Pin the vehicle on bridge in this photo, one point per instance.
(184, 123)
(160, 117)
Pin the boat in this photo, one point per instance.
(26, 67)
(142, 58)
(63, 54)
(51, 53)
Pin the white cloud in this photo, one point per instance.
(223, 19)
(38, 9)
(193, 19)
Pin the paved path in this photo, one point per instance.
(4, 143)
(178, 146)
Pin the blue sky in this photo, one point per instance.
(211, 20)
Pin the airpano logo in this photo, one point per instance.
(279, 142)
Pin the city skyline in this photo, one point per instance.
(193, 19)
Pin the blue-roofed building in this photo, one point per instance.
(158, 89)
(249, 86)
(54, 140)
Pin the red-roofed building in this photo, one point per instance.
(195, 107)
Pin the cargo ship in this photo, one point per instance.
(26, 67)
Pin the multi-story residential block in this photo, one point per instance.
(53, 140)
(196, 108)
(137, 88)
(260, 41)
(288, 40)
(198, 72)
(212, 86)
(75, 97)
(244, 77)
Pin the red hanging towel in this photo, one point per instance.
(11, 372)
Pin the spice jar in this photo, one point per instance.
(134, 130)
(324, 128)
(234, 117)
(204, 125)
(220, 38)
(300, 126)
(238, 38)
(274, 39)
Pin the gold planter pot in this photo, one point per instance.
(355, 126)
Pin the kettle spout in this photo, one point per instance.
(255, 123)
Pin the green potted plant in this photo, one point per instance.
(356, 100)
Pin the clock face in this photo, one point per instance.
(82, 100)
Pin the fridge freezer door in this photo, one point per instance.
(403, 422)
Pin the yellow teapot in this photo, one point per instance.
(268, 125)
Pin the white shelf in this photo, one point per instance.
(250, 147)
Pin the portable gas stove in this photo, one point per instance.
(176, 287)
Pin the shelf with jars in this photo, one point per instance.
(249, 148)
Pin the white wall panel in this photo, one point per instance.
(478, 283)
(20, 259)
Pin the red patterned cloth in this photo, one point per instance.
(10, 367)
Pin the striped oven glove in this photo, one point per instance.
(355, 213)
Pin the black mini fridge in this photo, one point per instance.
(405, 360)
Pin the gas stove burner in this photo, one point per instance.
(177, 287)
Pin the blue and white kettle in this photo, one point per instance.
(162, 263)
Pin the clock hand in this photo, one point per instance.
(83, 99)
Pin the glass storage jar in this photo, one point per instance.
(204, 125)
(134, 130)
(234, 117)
--------------------
### OBJETIVO
Presenta como lista numerada los registros desde la línea que contiene "Pin the yellow" hasta el final de los registros, ambos extremos incluidos. Omite las líneas en blanco.

### RESPUESTA DE LA TAREA
1. Pin the yellow teapot in this photo, one point per instance.
2. (268, 125)
3. Pin the white shelf in this photo, one point per instance.
4. (250, 147)
5. Pin the portable gas stove in this photo, one point per instance.
6. (176, 287)
7. Pin the shelf with jars in this photo, one point per instance.
8. (249, 148)
9. Pin the white wall panel in this photo, one point per instance.
10. (478, 283)
11. (20, 259)
12. Pin the red patterned cloth in this photo, one point per instance.
13. (10, 367)
14. Pin the striped oven glove in this photo, one point per instance.
15. (355, 213)
16. Pin the black mini fridge in this photo, one point per instance.
17. (405, 360)
18. Pin the gas stove burner in this photo, one point per instance.
19. (177, 287)
20. Pin the blue and white kettle in this photo, one point per instance.
21. (162, 263)
22. Pin the clock hand in this photo, one point per instance.
23. (83, 99)
24. Pin the glass storage jar in this photo, one point per instance.
25. (204, 125)
26. (134, 130)
27. (234, 117)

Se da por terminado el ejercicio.